→ TEXTE FOURNI:
====

Avec l'Angleterre la délimitation fut plus longue et plus difficile. Dans une dépêche qu'il adressa à lord Dufferin, ambassadeur d'Angleterre à Paris, le 30 mars 1892 à propos du traité du 26 juin 1891, lord Salisbury a lui-même rappelé les incidents de cette délimitation. Il faut en détacher le passage sui

vant :

En 1870 des négociations furent ouvertes pour le règlement des positions respectives des deux pays en Afrique Occidentale sur la base d'un échange mutuel de territoires, le principe étant que l'influence et l'autorité de la France seraient limitées au nord d'une certaine ligne et que la Grande Bretagne aurait les mains libres au sud de cette même ligne. Les négociations furent suspendues par la guerre franco-allemande, mais furent rouvertes en 1876. Des propositions définitives furent faites à ce moment, par lesquelles la Gambie aurait été échangée contre tous les postes occupés par la France entre Rio-Pongo et le Gabon. C'eût été là un arrangement logique et raisonnable. Mais une si forte opposition à toute cession de territoire britannique se manifesta dans le Parlement et dans plusieurs corps commerciaux que le gouvernement d'alors ne put faire aboutir le projet.

L'amertume que traduisent ces dernières lignes se conçoit puisque lord Salisbury pouvait apprécier en 1892 la faute que l'Angleterre avait commise en 1876 en n'échangeant pas la Gambie contre nos possessions de la côte de Guinée et du Gabon. Les négociations abandonnées en 1876 reprirent en 1881 et aboutirent à une convention signée à Paris le 28 juin 1882 par lord Lyons et M. de Freycinet. Elle était ainsi conçue dans ses articles essentiels :

Convention franco-anglaise du 28 juin 1882

Art 1er. La ligne de démarcation entre les territoires occupés ou revendiqués respectivement par la Grande-Bretagne et la France, au nord de Sierra-Leone, sur la côte occidentale d'Afrique, sera tracée entre les bassins des rivières Scarcies et Mellacorée.

La position exacte de ladite ligne de démarcation sera déterminée par une

enquête faite sur les lieux par des commissaires à nommer à cet effet dans les conditions prévues par l'article 7 de la présente convention.

====

→ LIGNES ENREGISTRÉES:
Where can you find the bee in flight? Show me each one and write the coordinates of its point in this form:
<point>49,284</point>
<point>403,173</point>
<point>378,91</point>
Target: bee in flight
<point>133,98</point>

====

→ PROBLÈME POSÉ A: D'après le texte fourni, pourquoi le projet d'échange proposé en 1876 n'a-t-il pas abouti ? Répondez en une à trois phrases.
→ PROBLÈME POSÉ B: Recopiez le passage du texte fourni qui commence par « En 1870 des » et se termine par « aboutir le projet. ».
→ PROBLÈME POSÉ C: Indiquez si chacune des affirmations suivantes concorde avec le texte fourni, en répondant par oui ou par non et en citant les mots du texte qui tranchent. (i) Les négociations ouvertes en 1870 ont été interrompues par la guerre franco-allemande. (ii) La convention de 1882 a été signée à Londres. (iii) La ligne de démarcation devait passer entre les bassins des rivières Scarcies et Mellacorée.

→ RÉPONSE DÉTAILLÉE A: Le gouvernement britannique de l'époque n'a pas pu faire aboutir le projet. Le Parlement et plusieurs corps commerciaux s'étaient en effet fortement opposés à toute cession de territoire britannique.

→ RÉPONSE DÉTAILLÉE B:
En 1870 des négociations furent ouvertes pour le règlement des positions respectives des deux pays en Afrique Occidentale sur la base d'un échange mutuel de territoires, le principe étant que l'influence et l'autorité de la France seraient limitées au nord d'une certaine ligne et que la Grande Bretagne aurait les mains libres au sud de cette même ligne. Les négociations furent suspendues par la guerre franco-allemande, mais furent rouvertes en 1876. Des propositions définitives furent faites à ce moment, par lesquelles la Gambie aurait été échangée contre tous les postes occupés par la France entre Rio-Pongo et le Gabon. C'eût été là un arrangement logique et raisonnable. Mais une si forte opposition à toute cession de territoire britannique se manifesta dans le Parlement et dans plusieurs corps commerciaux que le gouvernement d'alors ne put faire aboutir le projet.

→ RÉPONSE DÉTAILLÉE C:
(i) Oui : « Les négociations furent suspendues par la guerre franco-allemande ».
(ii) Non : « une convention signée à Paris le 28 juin 1882 ».
(iii) Oui : « sera tracée entre les bassins des rivières Scarcies et Mellacorée ».